**Given task:** Reproduce the lines of the material exactly, excluding every image.

** START **

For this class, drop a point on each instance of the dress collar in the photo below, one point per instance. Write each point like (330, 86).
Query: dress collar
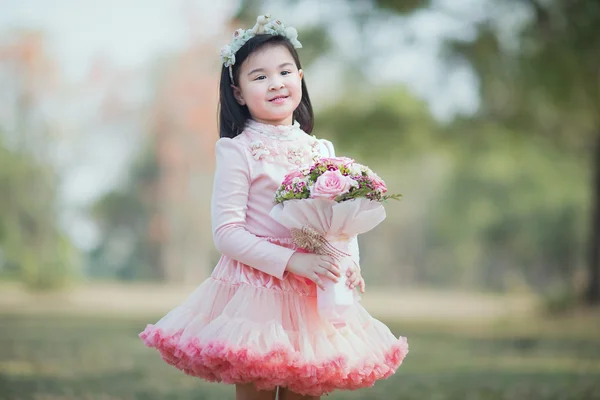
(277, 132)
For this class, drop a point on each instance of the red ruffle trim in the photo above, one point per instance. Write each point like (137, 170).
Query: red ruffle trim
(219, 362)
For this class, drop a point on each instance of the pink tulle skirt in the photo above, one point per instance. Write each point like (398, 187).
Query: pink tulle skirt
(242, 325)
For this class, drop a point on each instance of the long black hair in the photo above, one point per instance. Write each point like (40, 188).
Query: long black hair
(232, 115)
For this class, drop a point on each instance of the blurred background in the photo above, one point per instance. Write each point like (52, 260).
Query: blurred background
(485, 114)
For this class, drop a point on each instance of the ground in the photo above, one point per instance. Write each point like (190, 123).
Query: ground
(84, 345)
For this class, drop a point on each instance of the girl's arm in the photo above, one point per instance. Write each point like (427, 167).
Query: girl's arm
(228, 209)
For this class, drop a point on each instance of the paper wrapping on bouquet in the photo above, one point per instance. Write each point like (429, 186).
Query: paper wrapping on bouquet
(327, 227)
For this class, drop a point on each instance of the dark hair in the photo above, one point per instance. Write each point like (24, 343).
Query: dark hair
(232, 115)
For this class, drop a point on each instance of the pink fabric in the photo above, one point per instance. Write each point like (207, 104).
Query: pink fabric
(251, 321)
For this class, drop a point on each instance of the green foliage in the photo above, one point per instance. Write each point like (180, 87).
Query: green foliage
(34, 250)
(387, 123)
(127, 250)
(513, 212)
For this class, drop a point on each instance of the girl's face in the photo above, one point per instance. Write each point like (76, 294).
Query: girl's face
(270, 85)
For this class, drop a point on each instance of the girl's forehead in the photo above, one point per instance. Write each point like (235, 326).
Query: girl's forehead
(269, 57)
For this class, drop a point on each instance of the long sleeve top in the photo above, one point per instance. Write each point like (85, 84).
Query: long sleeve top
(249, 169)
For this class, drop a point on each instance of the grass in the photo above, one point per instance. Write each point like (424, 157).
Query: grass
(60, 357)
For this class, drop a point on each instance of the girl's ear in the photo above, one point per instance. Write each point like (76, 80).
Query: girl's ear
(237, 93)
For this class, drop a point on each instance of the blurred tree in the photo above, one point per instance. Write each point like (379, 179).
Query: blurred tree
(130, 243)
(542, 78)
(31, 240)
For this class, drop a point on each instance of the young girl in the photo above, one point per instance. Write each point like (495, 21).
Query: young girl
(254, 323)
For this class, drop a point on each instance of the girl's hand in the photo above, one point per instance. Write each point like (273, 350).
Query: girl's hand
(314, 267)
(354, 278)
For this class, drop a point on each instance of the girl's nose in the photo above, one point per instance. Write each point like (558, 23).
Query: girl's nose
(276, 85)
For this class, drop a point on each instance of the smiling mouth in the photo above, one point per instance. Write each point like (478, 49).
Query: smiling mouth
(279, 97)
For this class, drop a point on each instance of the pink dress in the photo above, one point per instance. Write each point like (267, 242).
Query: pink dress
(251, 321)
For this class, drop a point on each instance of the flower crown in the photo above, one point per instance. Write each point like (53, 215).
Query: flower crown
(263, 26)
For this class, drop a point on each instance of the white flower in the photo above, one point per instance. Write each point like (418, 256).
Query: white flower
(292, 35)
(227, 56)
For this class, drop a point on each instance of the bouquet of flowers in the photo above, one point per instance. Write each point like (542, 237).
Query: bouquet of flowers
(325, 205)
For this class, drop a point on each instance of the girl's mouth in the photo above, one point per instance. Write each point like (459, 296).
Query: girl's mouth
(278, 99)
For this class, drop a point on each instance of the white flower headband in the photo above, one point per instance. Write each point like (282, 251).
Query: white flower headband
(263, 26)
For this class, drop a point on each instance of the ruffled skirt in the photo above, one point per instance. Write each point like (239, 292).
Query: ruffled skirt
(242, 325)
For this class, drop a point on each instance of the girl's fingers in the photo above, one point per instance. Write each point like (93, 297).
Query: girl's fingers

** END **

**Result of this task:**
For this class, drop a point on each instance of the dress collar in the photo below, one point per instance. Write each point like (330, 86).
Query: dress collar
(277, 132)
For this class, drop a point on each instance of the red ruffle trim in the photo above, one point per instance. Write each point like (137, 170).
Query: red ruffle trim
(219, 362)
For this class, drop a point on each instance of the pink tulle skirt in the photo above, one point per instance. Write each point like (398, 187).
Query: pink tulle skirt
(242, 325)
For this class, drop a point on each instance of the long black hair in the photo above, one point per instance. Write each point like (40, 188).
Query: long black hair
(232, 115)
For this class, drop a point on each instance of the blurred background in the photo above, one point per instance. Write each point like (52, 260).
Query: blurred background
(485, 114)
For this class, drop a point on each instance of the ground in the photo above, one point per instance. Write each point like (190, 123).
Query: ground
(84, 345)
For this class, drop a point on each instance of the girl's arm in the photo above, one point per instance. Write each point like (427, 167).
Query: girl's arm
(228, 209)
For this class, drop a point on each instance of the paper wrapping on bouquet in the photo above, one point per instance. Write each point like (429, 186).
Query: paper wrapping on bouquet
(327, 227)
For this class, drop a point on each instance of the dark hair in the photo above, one point per instance. Write each point like (24, 343).
Query: dark hair
(232, 115)
For this class, drop a point on each instance of the pink fabric in the photo above, one point per instance. Write each point like (207, 104).
Query: pink fabric
(251, 321)
For this class, drop a point on each instance of the green foliage in the photo above, one point per instance. Write each point like (180, 87).
Query: green foliage
(34, 250)
(387, 123)
(127, 250)
(513, 212)
For this class, drop a point on each instance of the girl's face in the photo above, one point per instance. Write each point like (76, 294).
Query: girl's face
(270, 85)
For this class, drop a point on each instance of the girl's forehead in the photo above, one point per instance. Write each point like (235, 326).
Query: girl's forehead
(269, 57)
For this class, drop a point on each instance of the long sleeve top in the photo above, one point per instance. Write each point like (85, 84).
Query: long sleeve top
(249, 169)
For this class, drop a point on each instance of the grass in the photo above, one point per instance. Write each point like (424, 157).
Query: grass
(60, 357)
For this class, drop a point on each instance of the girl's ear in the photo above, one point per instance. Write each point like (76, 80).
Query: girl's ear
(237, 93)
For this class, drop a point on each instance of the blurred tree in the photo above, one point per instance. Write each point like (379, 179).
Query: blurred tree
(130, 243)
(542, 78)
(31, 240)
For this class, drop a point on each instance of the young girl in the photo above, one point per instance. Write each point like (495, 21).
Query: young girl
(254, 323)
For this class, drop a point on each instance of the girl's hand in the photo above, one point per instance. Write each point like (273, 350).
Query: girl's hand
(314, 267)
(354, 278)
For this class, drop a point on each instance of the girl's nose in the photo above, one point per instance. Write each point like (558, 23).
Query: girl's nose
(276, 85)
For this class, drop a point on each instance of the smiling mouth in the photo above, one point per instance. Write each point like (478, 49).
Query: smiling mouth
(279, 97)
For this class, drop a point on each instance of the pink dress in the photo above, one point per instance. Write each point like (267, 242).
Query: pink dress
(251, 321)
For this class, drop a point on each instance of the flower crown in the photo above, one point per instance. Write each point like (53, 215).
Query: flower crown
(263, 26)
For this class, drop a point on each instance of the white flower in the photo above, one point per instance. Write each point like (418, 256).
Query: white flower
(292, 35)
(227, 56)
For this class, drop a point on each instance of the bouquet of flowers in the photo above, one point per instance. Write each point like (542, 237).
Query: bouquet of flowers
(325, 205)
For this class, drop a point on each instance of the girl's mouth in the photo above, one point per instance. Write each point like (459, 296).
Query: girl's mouth
(278, 99)
For this class, drop a point on each instance of the white flower headband in the photo above, one point per instance. Write each point like (282, 251).
Query: white flower headband
(263, 26)
For this class, drop a point on each instance of the ruffled skirt in the photo above, one point per instance. Write each point like (239, 292).
Query: ruffled skirt
(242, 325)
For this class, drop a point on each instance of the girl's fingers in the photo above, one point per instance. Write each point like (93, 297).
Query: girl's fingers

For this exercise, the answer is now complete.